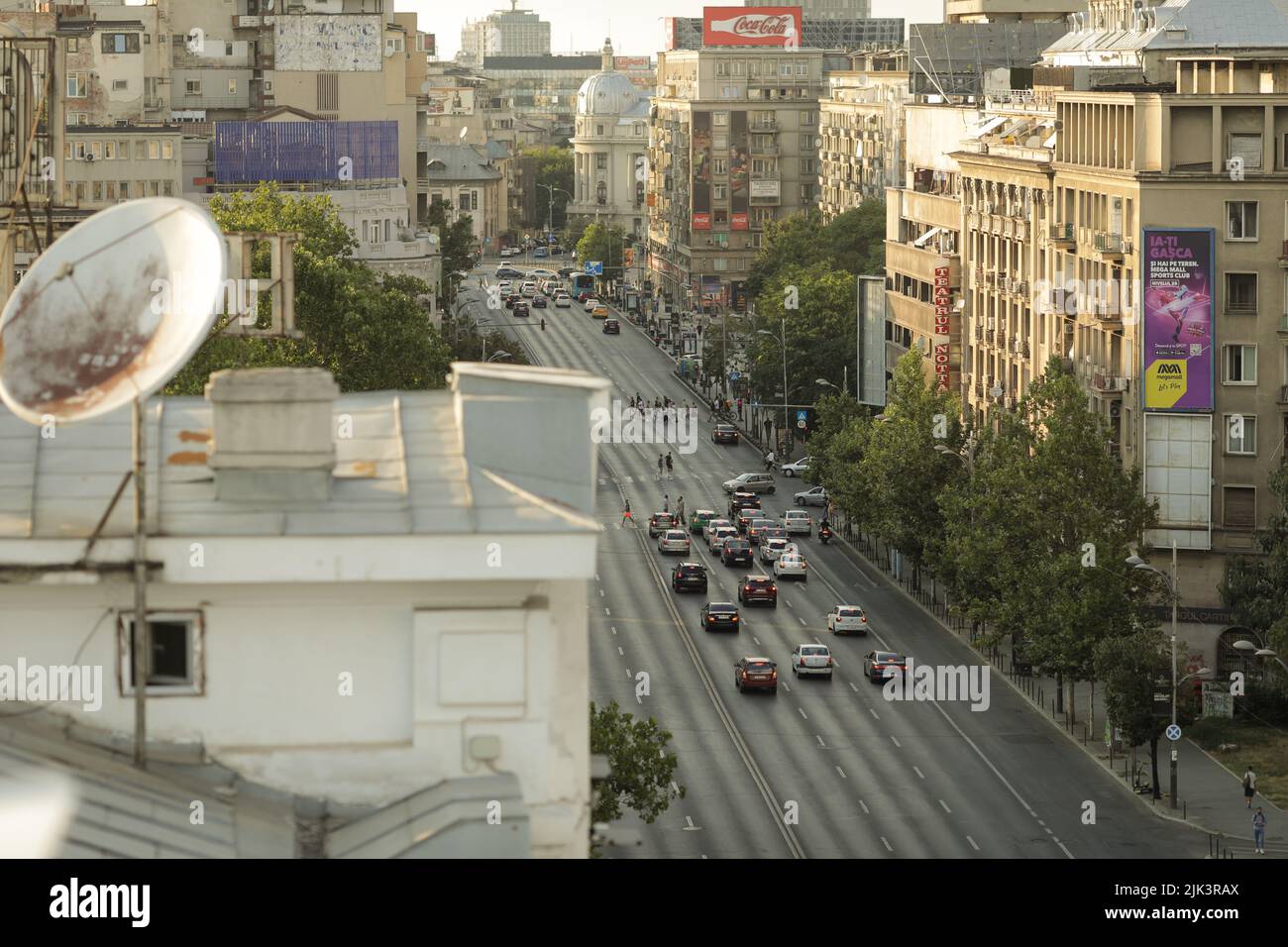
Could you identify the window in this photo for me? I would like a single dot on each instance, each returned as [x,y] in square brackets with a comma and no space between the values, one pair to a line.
[175,661]
[1240,434]
[1240,221]
[1240,365]
[120,43]
[1240,506]
[1240,294]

==================================================

WHAT IS NEEDED: Repeat every item above word for word, and leave the pictures out of your answer.

COMPLETED TASK:
Could you identify the window in this photo for me? I would like a single dot on each instance, each returned as [x,y] in square brackets with a comma and no space between the values, one pair to a line.
[175,661]
[1240,434]
[1240,221]
[1240,365]
[120,43]
[1240,506]
[1240,294]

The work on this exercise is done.